[Detection examples]
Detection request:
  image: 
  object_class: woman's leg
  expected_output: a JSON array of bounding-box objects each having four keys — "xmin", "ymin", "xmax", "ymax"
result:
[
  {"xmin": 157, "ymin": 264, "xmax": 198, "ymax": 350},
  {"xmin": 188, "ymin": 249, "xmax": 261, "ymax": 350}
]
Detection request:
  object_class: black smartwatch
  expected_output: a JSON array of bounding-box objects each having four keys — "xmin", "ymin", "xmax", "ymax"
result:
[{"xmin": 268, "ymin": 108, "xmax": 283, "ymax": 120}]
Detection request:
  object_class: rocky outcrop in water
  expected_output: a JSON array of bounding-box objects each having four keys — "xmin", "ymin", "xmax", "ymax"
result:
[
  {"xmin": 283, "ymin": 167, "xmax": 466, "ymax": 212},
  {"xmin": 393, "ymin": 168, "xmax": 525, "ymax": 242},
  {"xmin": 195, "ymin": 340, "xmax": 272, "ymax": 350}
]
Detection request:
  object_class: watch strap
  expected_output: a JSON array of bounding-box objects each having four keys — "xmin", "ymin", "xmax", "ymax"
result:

§ Given exercise
Update the listing above by putting "target_label" wherever "object_class" appears, with everything else left as it is.

§ Response to this exercise
Detection request:
  image: 
  target_label: woman's leg
  expected_output: a JSON array of bounding-box objects each having four keys — "xmin", "ymin", "xmax", "ymax"
result:
[
  {"xmin": 157, "ymin": 264, "xmax": 198, "ymax": 350},
  {"xmin": 188, "ymin": 249, "xmax": 261, "ymax": 350}
]
Detection request:
  target_label: black smartwatch
  expected_output: a JSON array of bounding-box objects each having four keys — "xmin", "ymin", "xmax", "ymax"
result:
[{"xmin": 268, "ymin": 108, "xmax": 283, "ymax": 120}]
Detection request:
  target_label: rocky outcrop in water
  expected_output: a JSON array of bounding-box objects each having four keys — "xmin", "ymin", "xmax", "ymax"
result:
[
  {"xmin": 283, "ymin": 167, "xmax": 466, "ymax": 212},
  {"xmin": 393, "ymin": 168, "xmax": 525, "ymax": 242},
  {"xmin": 195, "ymin": 340, "xmax": 272, "ymax": 350}
]
Detection request:
  target_label: watch strap
  expected_output: a JSON array of bounding-box objects each having four keys — "xmin", "ymin", "xmax", "ymax"
result:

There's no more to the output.